▶ _STATED TASK_
Reproduce the material from its start through the line containing "35), (0, 56)]", switching every "truck" to "vehicle" and leaving all else unchanged. Omit the pictures from your answer.

Image boundary annotation data:
/---

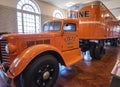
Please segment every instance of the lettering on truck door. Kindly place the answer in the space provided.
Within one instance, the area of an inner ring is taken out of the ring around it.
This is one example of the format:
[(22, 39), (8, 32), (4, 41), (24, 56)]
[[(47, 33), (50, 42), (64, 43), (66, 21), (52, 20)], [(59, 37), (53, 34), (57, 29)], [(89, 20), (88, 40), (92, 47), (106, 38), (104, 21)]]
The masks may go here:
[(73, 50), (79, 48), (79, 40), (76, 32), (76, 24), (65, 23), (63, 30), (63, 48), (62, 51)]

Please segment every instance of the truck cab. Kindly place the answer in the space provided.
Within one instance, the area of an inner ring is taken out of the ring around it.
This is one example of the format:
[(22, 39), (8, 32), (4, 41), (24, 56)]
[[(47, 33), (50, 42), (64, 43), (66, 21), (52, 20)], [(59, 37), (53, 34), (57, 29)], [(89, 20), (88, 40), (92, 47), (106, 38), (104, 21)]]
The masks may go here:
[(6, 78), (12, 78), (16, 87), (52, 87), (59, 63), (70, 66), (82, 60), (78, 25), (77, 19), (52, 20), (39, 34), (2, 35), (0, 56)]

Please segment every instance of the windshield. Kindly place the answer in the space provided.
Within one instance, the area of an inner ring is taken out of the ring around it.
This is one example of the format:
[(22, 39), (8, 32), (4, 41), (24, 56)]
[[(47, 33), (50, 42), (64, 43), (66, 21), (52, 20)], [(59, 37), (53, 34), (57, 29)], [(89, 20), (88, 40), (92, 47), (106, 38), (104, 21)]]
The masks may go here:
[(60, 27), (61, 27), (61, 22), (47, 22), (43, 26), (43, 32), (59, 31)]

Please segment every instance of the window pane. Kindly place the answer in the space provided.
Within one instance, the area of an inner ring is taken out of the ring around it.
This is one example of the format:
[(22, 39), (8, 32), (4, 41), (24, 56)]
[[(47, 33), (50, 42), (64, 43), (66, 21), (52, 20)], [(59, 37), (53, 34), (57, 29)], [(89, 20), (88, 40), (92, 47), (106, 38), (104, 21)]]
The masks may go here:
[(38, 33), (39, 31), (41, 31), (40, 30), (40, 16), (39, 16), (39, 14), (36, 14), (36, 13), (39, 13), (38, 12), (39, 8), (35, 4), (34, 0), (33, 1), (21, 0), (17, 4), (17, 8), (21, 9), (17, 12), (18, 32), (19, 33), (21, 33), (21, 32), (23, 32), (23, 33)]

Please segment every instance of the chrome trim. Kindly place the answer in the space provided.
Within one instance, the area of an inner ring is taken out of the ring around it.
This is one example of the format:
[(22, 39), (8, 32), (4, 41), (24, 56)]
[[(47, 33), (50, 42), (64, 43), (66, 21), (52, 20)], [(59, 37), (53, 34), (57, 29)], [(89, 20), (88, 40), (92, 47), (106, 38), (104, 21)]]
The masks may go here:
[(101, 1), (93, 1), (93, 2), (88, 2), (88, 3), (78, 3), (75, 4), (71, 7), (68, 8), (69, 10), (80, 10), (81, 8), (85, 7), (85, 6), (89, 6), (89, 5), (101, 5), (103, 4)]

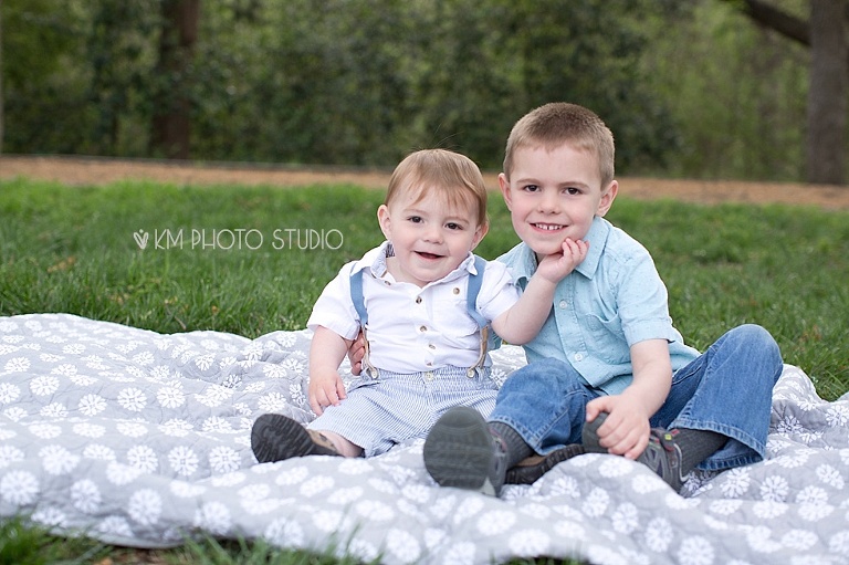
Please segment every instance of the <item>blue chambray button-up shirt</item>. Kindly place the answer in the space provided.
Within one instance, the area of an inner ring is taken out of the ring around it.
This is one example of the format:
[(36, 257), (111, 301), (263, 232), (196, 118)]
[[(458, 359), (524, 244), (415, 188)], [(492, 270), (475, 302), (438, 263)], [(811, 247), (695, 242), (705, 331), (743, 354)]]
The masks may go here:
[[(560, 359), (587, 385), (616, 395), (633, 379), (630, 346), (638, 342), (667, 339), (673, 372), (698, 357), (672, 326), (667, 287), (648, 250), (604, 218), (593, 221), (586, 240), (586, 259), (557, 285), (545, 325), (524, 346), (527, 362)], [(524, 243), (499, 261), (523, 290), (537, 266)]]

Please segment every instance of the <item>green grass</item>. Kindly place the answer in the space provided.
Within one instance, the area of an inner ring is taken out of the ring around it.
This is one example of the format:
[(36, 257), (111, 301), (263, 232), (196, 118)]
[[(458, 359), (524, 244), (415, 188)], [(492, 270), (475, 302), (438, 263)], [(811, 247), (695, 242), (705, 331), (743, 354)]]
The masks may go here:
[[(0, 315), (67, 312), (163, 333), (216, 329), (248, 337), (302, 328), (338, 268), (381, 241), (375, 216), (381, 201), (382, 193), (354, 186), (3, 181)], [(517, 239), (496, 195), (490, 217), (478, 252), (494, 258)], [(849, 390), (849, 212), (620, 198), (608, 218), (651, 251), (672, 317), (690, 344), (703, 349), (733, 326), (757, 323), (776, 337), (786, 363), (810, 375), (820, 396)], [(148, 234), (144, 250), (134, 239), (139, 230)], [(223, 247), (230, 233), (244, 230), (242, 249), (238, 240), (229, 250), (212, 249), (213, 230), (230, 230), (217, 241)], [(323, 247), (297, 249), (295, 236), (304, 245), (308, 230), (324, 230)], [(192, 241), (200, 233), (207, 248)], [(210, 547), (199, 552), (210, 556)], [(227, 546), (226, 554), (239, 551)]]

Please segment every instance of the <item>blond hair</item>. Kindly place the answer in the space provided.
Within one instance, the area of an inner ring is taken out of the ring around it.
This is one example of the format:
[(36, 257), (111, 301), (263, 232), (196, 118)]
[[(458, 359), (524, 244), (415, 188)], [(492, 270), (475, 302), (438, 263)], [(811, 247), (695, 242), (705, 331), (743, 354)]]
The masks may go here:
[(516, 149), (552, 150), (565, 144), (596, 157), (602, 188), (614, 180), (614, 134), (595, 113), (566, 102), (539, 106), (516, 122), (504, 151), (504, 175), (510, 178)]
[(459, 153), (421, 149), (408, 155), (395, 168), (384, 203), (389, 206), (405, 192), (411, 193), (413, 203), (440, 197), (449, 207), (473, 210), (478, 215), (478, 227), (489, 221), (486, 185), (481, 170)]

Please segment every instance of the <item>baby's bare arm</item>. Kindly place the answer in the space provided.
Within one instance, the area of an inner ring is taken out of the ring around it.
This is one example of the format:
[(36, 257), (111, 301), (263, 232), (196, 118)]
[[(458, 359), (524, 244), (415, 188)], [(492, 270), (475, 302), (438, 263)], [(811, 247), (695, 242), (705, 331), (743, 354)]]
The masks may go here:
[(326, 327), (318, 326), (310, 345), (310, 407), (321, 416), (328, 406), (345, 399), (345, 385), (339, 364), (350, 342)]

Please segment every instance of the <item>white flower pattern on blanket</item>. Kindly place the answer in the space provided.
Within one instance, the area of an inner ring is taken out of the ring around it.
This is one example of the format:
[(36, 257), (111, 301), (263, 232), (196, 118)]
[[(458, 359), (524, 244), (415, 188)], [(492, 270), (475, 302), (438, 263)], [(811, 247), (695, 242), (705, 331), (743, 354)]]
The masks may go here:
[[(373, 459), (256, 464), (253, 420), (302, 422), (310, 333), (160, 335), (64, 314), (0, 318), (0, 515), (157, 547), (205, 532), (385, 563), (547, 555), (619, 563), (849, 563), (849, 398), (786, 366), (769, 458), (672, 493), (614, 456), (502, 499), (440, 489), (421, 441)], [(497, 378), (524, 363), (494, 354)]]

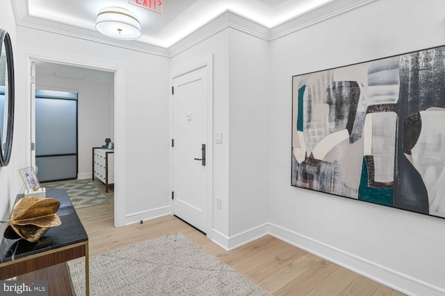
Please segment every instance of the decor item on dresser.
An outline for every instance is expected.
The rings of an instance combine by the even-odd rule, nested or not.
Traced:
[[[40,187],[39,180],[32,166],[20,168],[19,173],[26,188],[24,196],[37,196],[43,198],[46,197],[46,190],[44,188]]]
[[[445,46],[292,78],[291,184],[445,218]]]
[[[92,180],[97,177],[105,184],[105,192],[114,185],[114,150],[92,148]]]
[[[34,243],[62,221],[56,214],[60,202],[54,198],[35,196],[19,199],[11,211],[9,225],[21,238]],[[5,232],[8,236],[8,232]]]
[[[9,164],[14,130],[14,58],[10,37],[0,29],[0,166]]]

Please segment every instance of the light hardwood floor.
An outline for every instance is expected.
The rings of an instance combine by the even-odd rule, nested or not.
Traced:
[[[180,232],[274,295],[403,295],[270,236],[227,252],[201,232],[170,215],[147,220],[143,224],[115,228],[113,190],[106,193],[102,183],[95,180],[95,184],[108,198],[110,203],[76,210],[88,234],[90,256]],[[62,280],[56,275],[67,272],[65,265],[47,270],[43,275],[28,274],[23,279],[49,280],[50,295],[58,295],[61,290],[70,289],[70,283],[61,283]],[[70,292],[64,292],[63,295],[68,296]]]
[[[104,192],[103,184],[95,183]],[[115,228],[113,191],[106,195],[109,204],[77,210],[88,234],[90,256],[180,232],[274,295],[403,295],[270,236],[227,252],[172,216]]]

\---

▶ _RESULT FOR THIS TASK_
Please segment every instance of the lettering on vehicle door. Kindly place the answer in the space provided.
Within one instance, the area of an inner ring is taken out of the ring around it.
This is one example of the format:
[(22, 39), (8, 32), (4, 41), (24, 56)]
[[(47, 33), (50, 42), (64, 43), (66, 21), (52, 20)], [(59, 37), (53, 34), (57, 29)], [(89, 20), (88, 40), (92, 47), (106, 38), (104, 21)]]
The masks may go here:
[(73, 50), (79, 48), (79, 40), (76, 32), (76, 24), (65, 23), (63, 30), (63, 48), (62, 51)]

Please segment every instance of the vehicle cab. Kindly place the answer in the space provided.
Within one instance, the area of an inner ring is taken out of the ring around it.
This is one example of the format:
[(22, 39), (8, 32), (4, 41), (24, 56)]
[[(47, 33), (50, 42), (64, 43), (66, 21), (52, 20)], [(59, 37), (53, 34), (57, 29)], [(89, 20), (88, 40), (92, 47), (106, 38), (104, 21)]]
The masks may go here:
[(6, 78), (12, 78), (16, 87), (52, 87), (59, 63), (70, 66), (82, 60), (78, 25), (77, 19), (52, 20), (39, 34), (2, 35), (0, 56)]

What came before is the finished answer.